**Aufgabe**
Schreiben Sie aus dem Text über Peter Aufschnaiter die Stelle von „In Kufstein war“ bis „Sprache zu beschäftigen.“ wortgetreu ab.

**Textausschnitt**
Peter Aufschnaiter

Leben

Ausbildung

Der Sohn eines Tischlers besuchte das Realgymnasium in Kufstein. Noch während seiner Schulzeit musste der junge Peter Aufschnaiter die Schule unterbrechen und 1917 an die Dolomitenfront einrücken. Nach der Matura übersiedelte er nach München und nahm das Studium auf, das er 1927 als Diplomlandwirt abschloss.

Bereits in seiner Jugend begann er im Wilden Kaiser mit dem Bergsteigen – in München fand er später Kontakt zu bekannten Alpinisten.

Studentenverbindungen

In Kufstein war er aktiv bei der Jungburschenschaft Germania und in München wurde er Mitglied des Akademischen Alpenvereins.[1]

Expeditionen zum Himalaja

In den Jahren 1929 und 1931 nahm Aufschnaiter an den deutschen Expeditionen zum Kangchendzönga in Sikkim teil. Während dieser Expeditionen bekam er erstmals Kontakt mit Tibetern und begann sich mit der tibetischen Sprache zu beschäftigen.

**Gespeicherte Datensätze**
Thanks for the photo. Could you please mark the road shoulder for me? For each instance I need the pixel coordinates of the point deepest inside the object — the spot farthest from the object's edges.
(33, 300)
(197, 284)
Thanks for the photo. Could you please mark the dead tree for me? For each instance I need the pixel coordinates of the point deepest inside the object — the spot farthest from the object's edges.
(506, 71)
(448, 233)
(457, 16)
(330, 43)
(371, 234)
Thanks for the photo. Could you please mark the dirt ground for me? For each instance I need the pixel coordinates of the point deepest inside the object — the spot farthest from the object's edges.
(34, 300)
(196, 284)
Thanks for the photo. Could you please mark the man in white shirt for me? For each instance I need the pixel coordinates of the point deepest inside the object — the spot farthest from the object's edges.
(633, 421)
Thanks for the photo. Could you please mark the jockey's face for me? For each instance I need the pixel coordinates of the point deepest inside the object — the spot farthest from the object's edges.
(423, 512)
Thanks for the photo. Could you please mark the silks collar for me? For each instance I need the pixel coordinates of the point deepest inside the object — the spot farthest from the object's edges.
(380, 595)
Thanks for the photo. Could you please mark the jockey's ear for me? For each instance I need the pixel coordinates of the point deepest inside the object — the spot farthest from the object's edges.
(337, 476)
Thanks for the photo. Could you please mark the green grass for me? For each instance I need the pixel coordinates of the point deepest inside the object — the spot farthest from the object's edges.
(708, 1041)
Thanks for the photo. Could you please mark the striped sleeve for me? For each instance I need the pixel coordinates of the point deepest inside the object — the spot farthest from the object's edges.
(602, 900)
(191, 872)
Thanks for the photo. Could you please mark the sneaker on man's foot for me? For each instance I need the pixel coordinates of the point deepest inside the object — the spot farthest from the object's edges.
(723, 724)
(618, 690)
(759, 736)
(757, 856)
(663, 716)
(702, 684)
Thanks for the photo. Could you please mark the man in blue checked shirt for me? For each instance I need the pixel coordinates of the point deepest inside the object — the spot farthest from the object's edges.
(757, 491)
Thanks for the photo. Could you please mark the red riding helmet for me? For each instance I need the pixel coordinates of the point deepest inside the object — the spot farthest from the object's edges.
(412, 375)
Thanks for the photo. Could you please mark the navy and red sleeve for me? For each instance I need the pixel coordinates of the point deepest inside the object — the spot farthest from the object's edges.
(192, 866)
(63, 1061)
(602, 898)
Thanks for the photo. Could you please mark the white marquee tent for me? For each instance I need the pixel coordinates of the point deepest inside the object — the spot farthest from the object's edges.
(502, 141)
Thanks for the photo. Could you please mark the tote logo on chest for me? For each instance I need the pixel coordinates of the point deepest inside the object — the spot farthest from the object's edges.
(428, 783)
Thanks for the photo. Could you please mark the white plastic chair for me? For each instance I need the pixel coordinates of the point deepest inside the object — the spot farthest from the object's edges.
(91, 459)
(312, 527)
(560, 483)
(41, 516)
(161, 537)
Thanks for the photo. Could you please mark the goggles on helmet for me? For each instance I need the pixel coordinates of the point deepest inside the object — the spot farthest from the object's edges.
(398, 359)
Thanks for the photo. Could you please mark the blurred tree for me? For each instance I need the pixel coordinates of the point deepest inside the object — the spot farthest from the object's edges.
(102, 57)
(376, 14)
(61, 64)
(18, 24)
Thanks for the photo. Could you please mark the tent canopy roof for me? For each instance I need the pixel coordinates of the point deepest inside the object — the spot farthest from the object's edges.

**Richtige Antwort**
In Kufstein war er aktiv bei der Jungburschenschaft Germania und in München wurde er Mitglied des Akademischen Alpenvereins.[1]

Expeditionen zum Himalaja

In den Jahren 1929 und 1931 nahm Aufschnaiter an den deutschen Expeditionen zum Kangchendzönga in Sikkim teil. Während dieser Expeditionen bekam er erstmals Kontakt mit Tibetern und begann sich mit der tibetischen Sprache zu beschäftigen.